Task to complete -
Revise the records below by changing every "integer pixel coords" to "whole-number pixel coordinates" and leaving all other text as it stands. Omit the pictures from your answer.

-- Start Supplied data --

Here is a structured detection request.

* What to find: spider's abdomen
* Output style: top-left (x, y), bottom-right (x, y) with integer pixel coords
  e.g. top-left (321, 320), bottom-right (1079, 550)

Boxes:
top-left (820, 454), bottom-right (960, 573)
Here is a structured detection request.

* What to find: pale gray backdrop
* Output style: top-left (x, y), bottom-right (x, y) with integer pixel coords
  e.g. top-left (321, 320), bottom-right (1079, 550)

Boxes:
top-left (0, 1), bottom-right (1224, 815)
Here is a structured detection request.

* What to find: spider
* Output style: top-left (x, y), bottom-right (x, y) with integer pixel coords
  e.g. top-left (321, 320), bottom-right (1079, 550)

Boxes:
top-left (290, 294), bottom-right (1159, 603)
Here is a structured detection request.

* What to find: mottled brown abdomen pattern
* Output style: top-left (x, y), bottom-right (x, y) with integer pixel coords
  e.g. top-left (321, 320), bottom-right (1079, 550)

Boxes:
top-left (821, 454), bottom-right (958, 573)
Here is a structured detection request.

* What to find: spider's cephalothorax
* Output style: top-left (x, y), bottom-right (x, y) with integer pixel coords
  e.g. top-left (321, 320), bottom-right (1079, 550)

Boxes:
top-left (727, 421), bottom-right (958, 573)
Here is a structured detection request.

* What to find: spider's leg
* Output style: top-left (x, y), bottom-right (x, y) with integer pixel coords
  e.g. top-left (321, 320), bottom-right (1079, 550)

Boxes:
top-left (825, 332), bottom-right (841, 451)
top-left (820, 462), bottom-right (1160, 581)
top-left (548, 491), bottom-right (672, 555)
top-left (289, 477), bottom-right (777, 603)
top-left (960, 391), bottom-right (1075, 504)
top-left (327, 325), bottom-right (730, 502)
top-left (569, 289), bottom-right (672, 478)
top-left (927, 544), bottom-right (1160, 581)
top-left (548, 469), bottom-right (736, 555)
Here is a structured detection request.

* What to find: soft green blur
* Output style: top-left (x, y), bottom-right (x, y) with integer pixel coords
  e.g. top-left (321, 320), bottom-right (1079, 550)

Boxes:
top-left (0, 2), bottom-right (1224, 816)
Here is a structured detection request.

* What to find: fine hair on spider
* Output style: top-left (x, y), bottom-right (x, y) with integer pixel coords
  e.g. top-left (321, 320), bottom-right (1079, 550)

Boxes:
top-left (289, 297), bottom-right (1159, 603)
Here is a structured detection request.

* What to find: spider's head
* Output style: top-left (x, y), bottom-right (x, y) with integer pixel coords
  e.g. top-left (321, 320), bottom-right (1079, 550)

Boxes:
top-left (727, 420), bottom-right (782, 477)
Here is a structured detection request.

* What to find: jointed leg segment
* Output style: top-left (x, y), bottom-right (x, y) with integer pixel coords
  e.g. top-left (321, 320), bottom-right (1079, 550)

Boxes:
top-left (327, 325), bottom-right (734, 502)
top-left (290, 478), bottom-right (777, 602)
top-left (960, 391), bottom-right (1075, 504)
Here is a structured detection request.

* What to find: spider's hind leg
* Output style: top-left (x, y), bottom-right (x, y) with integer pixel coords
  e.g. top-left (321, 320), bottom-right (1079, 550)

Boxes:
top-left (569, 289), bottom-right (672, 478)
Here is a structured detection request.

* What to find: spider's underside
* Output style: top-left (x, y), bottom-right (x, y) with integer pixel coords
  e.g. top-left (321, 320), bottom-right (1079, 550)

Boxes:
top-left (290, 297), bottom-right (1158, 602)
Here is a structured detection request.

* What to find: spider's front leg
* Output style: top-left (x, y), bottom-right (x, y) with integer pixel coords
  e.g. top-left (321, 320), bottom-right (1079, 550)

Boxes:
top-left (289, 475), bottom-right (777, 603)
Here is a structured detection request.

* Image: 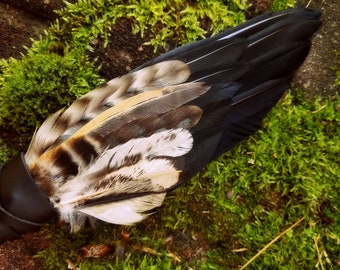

-- End Supplied data --

Result of this task -
Here is a structured detection request.

* What to find: spider's abdomen
* Output style: top-left (x, y), bottom-right (x, y) with whole-number pixel coordinates
  e.g. top-left (321, 320), bottom-right (1079, 550)

Boxes:
top-left (820, 454), bottom-right (960, 573)
Here is a structured detection request.

* What to find: pale gray backdrop
* Output style: top-left (x, y), bottom-right (x, y) with whole-number pixel coordinates
  e.g. top-left (321, 320), bottom-right (1079, 550)

Boxes:
top-left (0, 1), bottom-right (1224, 815)
Here is a structured detection request.

* What to find: spider
* Output style: top-left (x, y), bottom-right (x, y) with whole-number pixel coordinates
  e.g. top-left (321, 320), bottom-right (1079, 550)

Boxes:
top-left (290, 294), bottom-right (1159, 603)
Here is a structured detection request.

* What to find: mottled brown abdomen pattern
* Output style: top-left (x, y), bottom-right (x, y) with whole-number pixel coordinates
  e.g. top-left (321, 320), bottom-right (1079, 550)

Boxes:
top-left (821, 454), bottom-right (958, 573)
Here is a structured detection request.

* What to find: spider's cephalothorax
* Output style: top-left (x, y), bottom-right (x, y) with whole-number pixel coordinates
  e.g. top-left (321, 320), bottom-right (1079, 550)

Boxes:
top-left (727, 421), bottom-right (958, 573)
Here is a structured detection request.

* What to find: spider's leg
* Output style: top-left (x, y), bottom-right (x, y) with whole-number pixel coordinates
  e.g. top-left (321, 320), bottom-right (1079, 550)

Boxes:
top-left (825, 332), bottom-right (841, 451)
top-left (820, 462), bottom-right (1160, 581)
top-left (548, 491), bottom-right (672, 555)
top-left (289, 477), bottom-right (777, 603)
top-left (960, 391), bottom-right (1075, 504)
top-left (327, 325), bottom-right (730, 502)
top-left (569, 289), bottom-right (672, 478)
top-left (927, 544), bottom-right (1160, 581)
top-left (548, 469), bottom-right (736, 555)
Here is a structured detection request.

* What to find: soft green blur
* Output style: top-left (x, y), bottom-right (x, y) with whole-number pixel coordinates
  e.g. top-left (321, 320), bottom-right (1079, 550)

Boxes:
top-left (0, 2), bottom-right (1224, 816)
Here is a structured detection request.

* What to find: fine hair on spider
* Output style: top-left (x, y), bottom-right (x, y) with whole-number pixel coordinates
  e.g. top-left (321, 320), bottom-right (1079, 550)

Boxes:
top-left (289, 297), bottom-right (1159, 603)
Here is a structured detection request.

* What to find: spider's head
* Output style: top-left (x, y), bottom-right (x, y) with whole-number pixel coordinates
  e.g. top-left (321, 320), bottom-right (1079, 550)

Boxes:
top-left (727, 420), bottom-right (782, 477)
Here is a structured detection request.

* What to find: jointed leg segment
* Output style: top-left (x, y), bottom-right (x, y) with whole-number pixel coordinates
  e.g. top-left (321, 320), bottom-right (1079, 550)

Boxes:
top-left (327, 325), bottom-right (734, 502)
top-left (290, 478), bottom-right (777, 602)
top-left (960, 391), bottom-right (1075, 504)
Here is a structured detection request.

* What to find: spider's hind leg
* Output style: top-left (x, y), bottom-right (x, y) with whole-number pixel coordinates
  e.g. top-left (321, 320), bottom-right (1079, 550)

Boxes:
top-left (569, 289), bottom-right (672, 478)
Here is a structured detection request.

* What to find: spider's underside
* Output style: top-left (x, y), bottom-right (x, y) with whole-number pixel coordinates
  e.g. top-left (321, 320), bottom-right (1079, 550)

Boxes:
top-left (290, 297), bottom-right (1158, 602)
Here is a structured detection request.

* What to find: spider's front leg
* Output style: top-left (x, y), bottom-right (x, y) with whole-number pixel coordinates
  e.g. top-left (321, 320), bottom-right (1079, 550)

Boxes:
top-left (289, 475), bottom-right (777, 603)
Here is a structured detection request.

* Image: 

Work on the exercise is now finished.